Provided text
★ ★ ★ ★

Email Gateway (Aug 18 2022 at 15:26): Email Gateway (Aug 18 2022 at 15:26):From: Steve W <s.wong.731@gmail.com>
Hi,
Please correct my understanding of this situation. Suppose I have:
consts
a :: real
axioms
ax1: "f a = 0"
lemma lemma1: "EX func arg. func arg = 0"
proof -
show "g a = 0"
using ax1
by auto
qed
I cannot proceed to the line with the proof goal "g a = 0" because the type
implied by this proof goal is more specific than the lemma.
However, why is the following fine:
lemma lemma2: "EX func arg. func arg = 0"
proof -
have "g a = 0"
using ax1
by auto
show ?thesis
by auto
qed
Are the types of func and arg in lemma2 not also universally quantified? I'm
proving it using ax1, in which f and a have more specific types.

★ ★ ★ ★

Problems to work on
[A] In the Isabelle forum post, why can the writer not proceed to the line with the proof goal "g a = 0" in lemma1?
[B] Continue the Isabelle forum post from its last sentence.
The data that follows has no connection to the Isabelle forum post.

★ ★ ★ ★

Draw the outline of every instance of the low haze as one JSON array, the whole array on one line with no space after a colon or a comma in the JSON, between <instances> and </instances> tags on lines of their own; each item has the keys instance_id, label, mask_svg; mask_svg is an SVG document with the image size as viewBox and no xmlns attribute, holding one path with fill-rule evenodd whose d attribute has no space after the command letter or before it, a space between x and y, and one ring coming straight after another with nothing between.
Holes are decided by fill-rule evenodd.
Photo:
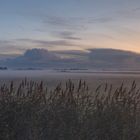
<instances>
[{"instance_id":1,"label":"low haze","mask_svg":"<svg viewBox=\"0 0 140 140\"><path fill-rule=\"evenodd\" d=\"M113 48L140 53L139 0L1 0L0 54Z\"/></svg>"}]
</instances>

★ ★ ★ ★

Responses to the exercise
[A] The type implied by that proof goal is more specific than the lemma.

[B]
Thanks for any help.
Steve
Email Gateway (Aug 18 2022 at 15:27):From: Florian Haftmann <florian.haftmann@informatik.tu-muenchen.de>
Hi Steve,
This will not work since the proof constructed in the proof ... qed body
(by means of "fixes", "assumes", "shows" -- only the latter present in
this example) does not match the outer proposition.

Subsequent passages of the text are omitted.